* _YOUR INSTRUCTIONS_: In the listing below, find each line that holds the string "grille" and copy it.

* _RECORDED INFORMATION_:
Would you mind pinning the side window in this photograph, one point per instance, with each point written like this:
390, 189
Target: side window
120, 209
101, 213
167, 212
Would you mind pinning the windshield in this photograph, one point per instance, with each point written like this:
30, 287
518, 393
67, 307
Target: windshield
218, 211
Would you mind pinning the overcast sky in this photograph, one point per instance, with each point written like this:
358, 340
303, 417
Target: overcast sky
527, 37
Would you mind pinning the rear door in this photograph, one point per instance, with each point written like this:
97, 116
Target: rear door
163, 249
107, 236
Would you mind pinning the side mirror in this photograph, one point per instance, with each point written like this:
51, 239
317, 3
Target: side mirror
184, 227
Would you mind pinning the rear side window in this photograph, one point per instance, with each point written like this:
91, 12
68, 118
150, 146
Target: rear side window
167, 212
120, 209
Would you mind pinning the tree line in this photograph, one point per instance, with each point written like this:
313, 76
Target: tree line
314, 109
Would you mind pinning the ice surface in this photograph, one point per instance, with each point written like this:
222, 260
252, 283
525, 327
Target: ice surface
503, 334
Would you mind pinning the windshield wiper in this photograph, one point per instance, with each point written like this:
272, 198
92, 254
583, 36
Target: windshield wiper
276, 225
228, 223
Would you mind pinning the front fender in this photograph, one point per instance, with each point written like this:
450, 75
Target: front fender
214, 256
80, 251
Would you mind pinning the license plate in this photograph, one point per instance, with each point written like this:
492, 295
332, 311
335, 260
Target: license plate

==

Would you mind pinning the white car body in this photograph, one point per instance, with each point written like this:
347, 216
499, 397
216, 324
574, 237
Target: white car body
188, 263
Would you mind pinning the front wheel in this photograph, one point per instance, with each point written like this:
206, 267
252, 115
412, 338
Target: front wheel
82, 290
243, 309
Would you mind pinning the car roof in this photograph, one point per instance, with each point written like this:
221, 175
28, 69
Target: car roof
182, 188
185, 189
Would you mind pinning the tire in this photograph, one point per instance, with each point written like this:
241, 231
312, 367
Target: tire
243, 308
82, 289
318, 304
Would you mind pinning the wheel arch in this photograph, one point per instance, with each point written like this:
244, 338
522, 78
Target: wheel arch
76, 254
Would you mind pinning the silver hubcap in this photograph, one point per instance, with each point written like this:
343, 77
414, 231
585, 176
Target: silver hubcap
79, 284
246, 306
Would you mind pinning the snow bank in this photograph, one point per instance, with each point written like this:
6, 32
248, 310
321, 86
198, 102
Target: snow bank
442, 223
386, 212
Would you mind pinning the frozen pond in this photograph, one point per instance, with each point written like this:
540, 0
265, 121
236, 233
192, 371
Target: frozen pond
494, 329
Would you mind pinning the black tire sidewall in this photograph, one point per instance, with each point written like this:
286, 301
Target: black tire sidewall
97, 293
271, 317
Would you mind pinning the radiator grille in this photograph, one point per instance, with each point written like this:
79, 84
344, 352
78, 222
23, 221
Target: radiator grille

* _EXERCISE ANSWER_:
Would you mind pinning the radiator grille in this photograph, one point per instance, with each point written like this:
Target: radiator grille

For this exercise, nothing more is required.